▶ Exercise instructions:
Reproduce a passage from the press briefing transcript below, beginning at the words "Myers: Well, I think" and stopping after the words "expressed some reservations?".

▶ Selected extract:
-- START --

Myers: Well, I mean, I think the idea of using snipers to create uncertainty and confusion and perhaps a degree of panic in populations is no different than the anthrax attacks that we had on the Senate office buildings and the Capitol; no different, really, than what we saw on September 11th in terms of using the airplanes. So I think it's those sorts of things. So I have no idea. I mean, it's just -- it's unknowable how that will work. I think -- my personal belief is that the al Qaeda organization is interested in killing lots of Americans. They've stated that as such, I think, and therefore, I'm not sure this sniper would be the way they'd go about it. On the other hand, who knows?
And I don't -- the only -- I don't know the connection to that and Iraq. I don't know where you're headed with that. What was your thought?
Q Well, in other words, if we invaded Iraq tomorrow morning, perhaps a response would be sniper attacks in cities in the United States. Therefore, it's a weight on the scale.
Myers: Well, I think -- you know, job one is the war on terrorism, and we're going to have watch that very, very carefully, as we do other things in the world that we have to do. And that would fall in that category, I think, of things that you have to watch out for. Of course, here in the United States, that would be primarily a law enforcement issue, notwithstanding the information sharing that would have to go on between the department here, other intel agencies and the civil authorities.
Q: Mr. Secretary, how do you assess -- (off mike) -- vis-a-vis to Iraq after the new elections in Turkey yesterday, where Mr. Erdogan, the new leader, already expressed some reservations?

-- END --

▶ Dataset rows:
-- START --

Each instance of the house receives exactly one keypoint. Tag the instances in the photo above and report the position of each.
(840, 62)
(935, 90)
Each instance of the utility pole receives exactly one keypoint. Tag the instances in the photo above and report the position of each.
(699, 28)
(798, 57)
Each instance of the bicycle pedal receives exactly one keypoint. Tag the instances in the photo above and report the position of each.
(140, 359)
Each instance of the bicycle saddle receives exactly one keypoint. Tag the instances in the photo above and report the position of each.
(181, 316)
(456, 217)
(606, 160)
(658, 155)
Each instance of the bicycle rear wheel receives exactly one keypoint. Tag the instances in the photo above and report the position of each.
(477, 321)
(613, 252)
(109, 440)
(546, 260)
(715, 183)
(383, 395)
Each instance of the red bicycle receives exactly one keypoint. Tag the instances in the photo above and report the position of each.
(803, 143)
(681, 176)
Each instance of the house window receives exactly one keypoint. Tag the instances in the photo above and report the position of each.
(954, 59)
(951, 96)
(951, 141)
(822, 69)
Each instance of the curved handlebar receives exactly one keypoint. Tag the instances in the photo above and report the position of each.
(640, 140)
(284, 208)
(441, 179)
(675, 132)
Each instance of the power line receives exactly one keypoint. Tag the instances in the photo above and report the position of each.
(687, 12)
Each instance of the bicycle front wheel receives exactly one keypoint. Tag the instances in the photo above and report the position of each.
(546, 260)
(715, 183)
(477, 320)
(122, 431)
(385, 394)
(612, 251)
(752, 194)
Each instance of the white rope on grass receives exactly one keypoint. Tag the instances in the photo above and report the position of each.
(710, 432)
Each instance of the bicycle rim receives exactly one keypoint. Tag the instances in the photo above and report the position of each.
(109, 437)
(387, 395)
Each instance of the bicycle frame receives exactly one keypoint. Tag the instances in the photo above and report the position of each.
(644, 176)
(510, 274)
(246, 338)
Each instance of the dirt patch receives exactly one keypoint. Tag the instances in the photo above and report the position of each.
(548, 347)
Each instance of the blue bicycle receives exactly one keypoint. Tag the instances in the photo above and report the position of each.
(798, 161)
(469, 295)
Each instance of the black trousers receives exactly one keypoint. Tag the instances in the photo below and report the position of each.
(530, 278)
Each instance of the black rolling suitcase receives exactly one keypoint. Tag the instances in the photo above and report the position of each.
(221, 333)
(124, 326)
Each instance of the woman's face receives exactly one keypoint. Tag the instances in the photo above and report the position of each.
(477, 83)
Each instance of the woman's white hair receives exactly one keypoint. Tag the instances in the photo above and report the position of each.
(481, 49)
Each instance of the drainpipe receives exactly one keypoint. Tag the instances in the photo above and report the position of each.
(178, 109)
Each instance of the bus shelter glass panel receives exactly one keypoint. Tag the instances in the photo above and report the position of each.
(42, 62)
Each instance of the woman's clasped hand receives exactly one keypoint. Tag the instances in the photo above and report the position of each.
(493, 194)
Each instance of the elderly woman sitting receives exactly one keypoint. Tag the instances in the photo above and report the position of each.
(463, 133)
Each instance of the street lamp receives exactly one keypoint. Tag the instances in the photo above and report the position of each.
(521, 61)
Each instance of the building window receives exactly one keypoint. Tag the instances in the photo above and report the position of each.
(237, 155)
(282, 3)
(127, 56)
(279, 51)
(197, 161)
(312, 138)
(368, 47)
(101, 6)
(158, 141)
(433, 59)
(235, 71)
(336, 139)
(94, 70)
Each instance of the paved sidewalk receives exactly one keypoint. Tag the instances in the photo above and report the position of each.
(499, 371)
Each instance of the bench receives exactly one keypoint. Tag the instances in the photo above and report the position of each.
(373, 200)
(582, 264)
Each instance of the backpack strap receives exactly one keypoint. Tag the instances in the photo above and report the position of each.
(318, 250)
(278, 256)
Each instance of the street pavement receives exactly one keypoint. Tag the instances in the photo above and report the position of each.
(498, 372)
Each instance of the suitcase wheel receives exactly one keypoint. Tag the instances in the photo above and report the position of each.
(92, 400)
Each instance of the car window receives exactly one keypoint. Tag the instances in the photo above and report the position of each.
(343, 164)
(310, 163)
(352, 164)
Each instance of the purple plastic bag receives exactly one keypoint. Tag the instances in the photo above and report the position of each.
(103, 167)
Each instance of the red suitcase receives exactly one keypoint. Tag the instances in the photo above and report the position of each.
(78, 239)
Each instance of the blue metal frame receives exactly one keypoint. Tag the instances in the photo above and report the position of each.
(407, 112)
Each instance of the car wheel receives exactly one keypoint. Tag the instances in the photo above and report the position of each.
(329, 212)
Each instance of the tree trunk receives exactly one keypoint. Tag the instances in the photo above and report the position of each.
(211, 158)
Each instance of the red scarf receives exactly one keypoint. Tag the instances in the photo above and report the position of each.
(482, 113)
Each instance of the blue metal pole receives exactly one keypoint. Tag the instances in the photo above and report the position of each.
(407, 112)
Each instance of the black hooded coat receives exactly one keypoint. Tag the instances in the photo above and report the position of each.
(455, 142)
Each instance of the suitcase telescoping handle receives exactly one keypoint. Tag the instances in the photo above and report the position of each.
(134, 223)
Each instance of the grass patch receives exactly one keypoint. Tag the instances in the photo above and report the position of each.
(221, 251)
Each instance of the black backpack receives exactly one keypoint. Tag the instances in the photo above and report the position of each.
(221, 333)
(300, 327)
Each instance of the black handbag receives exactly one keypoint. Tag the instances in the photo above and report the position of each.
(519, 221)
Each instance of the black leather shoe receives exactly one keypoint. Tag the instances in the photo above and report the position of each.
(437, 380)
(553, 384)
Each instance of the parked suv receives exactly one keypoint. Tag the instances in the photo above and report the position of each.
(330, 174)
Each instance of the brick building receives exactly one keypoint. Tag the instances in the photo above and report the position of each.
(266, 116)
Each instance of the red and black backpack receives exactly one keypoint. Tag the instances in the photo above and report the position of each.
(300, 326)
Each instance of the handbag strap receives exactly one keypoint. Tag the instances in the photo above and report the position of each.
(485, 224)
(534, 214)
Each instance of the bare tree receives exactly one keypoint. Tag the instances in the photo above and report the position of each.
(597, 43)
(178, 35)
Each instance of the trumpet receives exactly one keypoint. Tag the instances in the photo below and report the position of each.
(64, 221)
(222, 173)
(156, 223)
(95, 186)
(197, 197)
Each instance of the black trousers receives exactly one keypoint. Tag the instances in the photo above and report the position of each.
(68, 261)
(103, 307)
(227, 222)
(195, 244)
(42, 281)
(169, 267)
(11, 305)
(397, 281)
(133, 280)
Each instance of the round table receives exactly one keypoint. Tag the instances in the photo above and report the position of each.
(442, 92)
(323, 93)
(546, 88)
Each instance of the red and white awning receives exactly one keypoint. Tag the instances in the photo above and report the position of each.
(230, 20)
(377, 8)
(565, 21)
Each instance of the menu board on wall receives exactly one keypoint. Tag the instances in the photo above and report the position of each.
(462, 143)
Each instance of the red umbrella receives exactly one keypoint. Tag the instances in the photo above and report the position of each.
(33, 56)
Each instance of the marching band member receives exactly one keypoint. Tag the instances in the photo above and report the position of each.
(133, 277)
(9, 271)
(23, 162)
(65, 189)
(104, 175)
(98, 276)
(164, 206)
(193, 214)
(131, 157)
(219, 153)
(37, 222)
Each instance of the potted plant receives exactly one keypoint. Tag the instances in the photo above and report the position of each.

-- END --

▶ Correct response:
Myers: Well, I think -- you know, job one is the war on terrorism, and we're going to have watch that very, very carefully, as we do other things in the world that we have to do. And that would fall in that category, I think, of things that you have to watch out for. Of course, here in the United States, that would be primarily a law enforcement issue, notwithstanding the information sharing that would have to go on between the department here, other intel agencies and the civil authorities.
Q: Mr. Secretary, how do you assess -- (off mike) -- vis-a-vis to Iraq after the new elections in Turkey yesterday, where Mr. Erdogan, the new leader, already expressed some reservations?